▶ **CONSIGNE**: Réécrivez le passage de l'extrait sur les coups d'État en Afrique qui commence aux mots « En Afrique, les » et s'arrête après « en terre africaine. », en y remplaçant « limpide » par « évident ».

En Afrique, les
coups d’État «classiques» n’ont plus la cote. Des considérations
internes et régionales
ont poussé à une véritable mutation génétique des putschs, si bien qu’on assiste, après les «coups d’État parenthèses» à des «coups d’État populaires», qui s’efforcent d’être «légaux». (Partie 1/2 de l'enquête sur les Coups d’État en Afrique).
ont poussé à une véritable mutation génétique des putschs, si bien qu’on assiste, après les «coups d’État parenthèses» à des «coups d’État populaires», qui s’efforcent d’être «légaux». (Partie 1/2 de l'enquête sur les Coups d’État en Afrique).
Aussi
paradoxal que cela puisse paraître, le coup d’État militaire du 11
avril au Soudan appelle un constat limpide: celui d’une nette régression
des pronunciamientos «classiques» en terre africaine.
Et si les putschs, annoncés à une population distraite et résignée
par quelque jeune officier, promu des années plus tard
Président-maréchal-fondateur, quand il ne sera pas carrément intronisé
empereur, n’ont plus le vent en poupe, c’est qu’ils n’ont pas été
insensibles à celui du changement. Les derniers déménagements «réussis»
de Présidents n’ont en effet pas été accomplis sans certains
ménagements: le manu militari n’intervient qu’en appui de remous
suffisamment graves, en tant que porte-voix, invoqué ou autoproclamé,
d’une doléance populaire, particulièrement pressante. C’est en agissant
en dernier ressort que les nouveaux putschs tireront toute leur
légitimité. Pour cela, plutôt que la table rase, ils essaieront
d’emprunter la voie légale. Mais avant même de retrouver cette mouture
actuelle, les putschs africains ont d’abord amorcé un certain
changement, perceptibles depuis une dizaine d’années, à travers «les
coups d’État parenthèses.»

▶ **Relevés de points étiquetés**:
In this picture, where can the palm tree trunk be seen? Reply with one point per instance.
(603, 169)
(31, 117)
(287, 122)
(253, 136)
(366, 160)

▶ **RÉPONSE CORRECTE**:
En Afrique, les
coups d’État «classiques» n’ont plus la cote. Des considérations
internes et régionales
ont poussé à une véritable mutation génétique des putschs, si bien qu’on assiste, après les «coups d’État parenthèses» à des «coups d’État populaires», qui s’efforcent d’être «légaux». (Partie 1/2 de l'enquête sur les Coups d’État en Afrique).
ont poussé à une véritable mutation génétique des putschs, si bien qu’on assiste, après les «coups d’État parenthèses» à des «coups d’État populaires», qui s’efforcent d’être «légaux». (Partie 1/2 de l'enquête sur les Coups d’État en Afrique).
Aussi
paradoxal que cela puisse paraître, le coup d’État militaire du 11
avril au Soudan appelle un constat évident: celui d’une nette régression
des pronunciamientos «classiques» en terre africaine.